[目标位置标注数据]

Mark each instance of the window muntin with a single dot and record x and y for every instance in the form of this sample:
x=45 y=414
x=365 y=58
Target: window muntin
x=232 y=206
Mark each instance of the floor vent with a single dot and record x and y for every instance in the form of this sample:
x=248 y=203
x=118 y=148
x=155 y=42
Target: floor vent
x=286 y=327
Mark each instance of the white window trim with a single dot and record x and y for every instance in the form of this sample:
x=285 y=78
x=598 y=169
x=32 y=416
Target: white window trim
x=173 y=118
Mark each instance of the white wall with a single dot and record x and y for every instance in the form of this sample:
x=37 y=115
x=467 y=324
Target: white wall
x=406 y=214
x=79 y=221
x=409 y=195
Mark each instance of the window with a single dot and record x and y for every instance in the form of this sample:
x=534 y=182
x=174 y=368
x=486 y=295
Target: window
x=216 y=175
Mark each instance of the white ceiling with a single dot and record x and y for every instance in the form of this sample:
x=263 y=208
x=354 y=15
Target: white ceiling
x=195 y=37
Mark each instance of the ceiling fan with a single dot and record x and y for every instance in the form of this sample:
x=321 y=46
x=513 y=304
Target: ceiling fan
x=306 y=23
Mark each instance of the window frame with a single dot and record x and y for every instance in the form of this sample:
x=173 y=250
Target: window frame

● **待办任务**:
请将上面的全部行原样返回，一字不改。

● **书面解答**:
Mark each instance of the window muntin with a single dot and record x and y for every instance in the form of this sample:
x=45 y=414
x=365 y=58
Target: window muntin
x=232 y=206
Mark each instance of the floor vent with a single dot and record x and y for every instance in the form of this sample:
x=248 y=203
x=118 y=148
x=155 y=42
Target: floor vent
x=286 y=327
Mark each instance of the white window trim with a single dot and record x and y for every instance in the form of this sample:
x=285 y=78
x=598 y=169
x=32 y=416
Target: white window trim
x=173 y=118
Mark each instance of the white wall with a single dot and record x and y for every instance in the form of this sample:
x=37 y=115
x=467 y=324
Target: white wall
x=406 y=214
x=79 y=221
x=409 y=195
Mark each instance of the window with a single dot and record x and y for every instance in the form of this sample:
x=534 y=182
x=174 y=368
x=486 y=295
Target: window
x=216 y=175
Mark each instance of the white ceiling with a single dot and record x and y for every instance in the form of this sample:
x=263 y=208
x=354 y=15
Target: white ceiling
x=195 y=37
Mark each instance of the ceiling fan with a single dot and record x and y for every instance in the form of this sample:
x=321 y=46
x=513 y=304
Target: ceiling fan
x=306 y=23
Mark each instance of the window frame with a single dot and record x and y for every instance in the form of this sample:
x=173 y=250
Target: window frame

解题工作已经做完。